----- PROVIDED MATERIAL -----

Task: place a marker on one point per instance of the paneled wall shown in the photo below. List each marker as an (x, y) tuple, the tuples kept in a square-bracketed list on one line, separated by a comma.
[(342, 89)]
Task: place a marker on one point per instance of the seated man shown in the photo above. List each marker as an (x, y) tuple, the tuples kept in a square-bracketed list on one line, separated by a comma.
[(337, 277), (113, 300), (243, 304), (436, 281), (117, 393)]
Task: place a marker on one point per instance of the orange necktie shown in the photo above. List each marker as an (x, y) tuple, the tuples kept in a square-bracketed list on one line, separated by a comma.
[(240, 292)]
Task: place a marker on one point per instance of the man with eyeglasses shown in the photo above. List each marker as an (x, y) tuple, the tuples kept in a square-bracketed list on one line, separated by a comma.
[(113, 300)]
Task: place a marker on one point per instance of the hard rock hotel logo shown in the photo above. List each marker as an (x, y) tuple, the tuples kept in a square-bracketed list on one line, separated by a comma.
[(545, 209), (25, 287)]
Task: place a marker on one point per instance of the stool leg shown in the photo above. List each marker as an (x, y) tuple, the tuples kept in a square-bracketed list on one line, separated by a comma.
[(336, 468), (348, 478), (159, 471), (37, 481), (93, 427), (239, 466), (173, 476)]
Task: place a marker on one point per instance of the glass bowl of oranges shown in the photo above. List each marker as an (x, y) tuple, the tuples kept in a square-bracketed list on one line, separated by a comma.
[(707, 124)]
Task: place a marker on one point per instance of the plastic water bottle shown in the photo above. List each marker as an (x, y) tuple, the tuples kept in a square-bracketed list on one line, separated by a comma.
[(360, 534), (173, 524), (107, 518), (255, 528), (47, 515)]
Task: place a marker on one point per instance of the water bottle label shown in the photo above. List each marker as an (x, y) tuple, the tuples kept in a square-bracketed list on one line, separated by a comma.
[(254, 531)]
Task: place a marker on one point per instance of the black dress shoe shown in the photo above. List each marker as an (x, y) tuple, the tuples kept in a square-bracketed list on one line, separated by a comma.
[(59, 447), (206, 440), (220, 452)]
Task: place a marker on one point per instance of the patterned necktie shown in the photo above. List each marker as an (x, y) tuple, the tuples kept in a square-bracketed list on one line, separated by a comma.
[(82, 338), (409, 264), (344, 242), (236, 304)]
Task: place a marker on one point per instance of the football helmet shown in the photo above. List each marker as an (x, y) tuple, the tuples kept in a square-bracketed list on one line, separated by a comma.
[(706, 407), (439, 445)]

-----

● **GOAL OF THE EXERCISE**: Rescale the answer coordinates in the listing, starting with the line containing "of the patterned" and going on through the end of the listing. Write each of those lines out again in full, and multiply every x and y coordinate in the answers by 2.05, rounding to the nearest whole number with halves rounded up.

● **RESULT FOR THIS TASK**:
Task: place a marker on one point per instance of the patterned necktie shown in the photo above. List each marker as an (x, y) tuple, the tuples kept in a square-bracketed list on one line, separated by a comma.
[(168, 693), (838, 541), (705, 496), (484, 623)]
Task: place a marker on one point per instance of the football helmet shown in the photo above. List each marker as an (x, y) tuple, the tuples kept in a square-bracketed list on one line, separated by a comma.
[(1447, 834), (900, 912)]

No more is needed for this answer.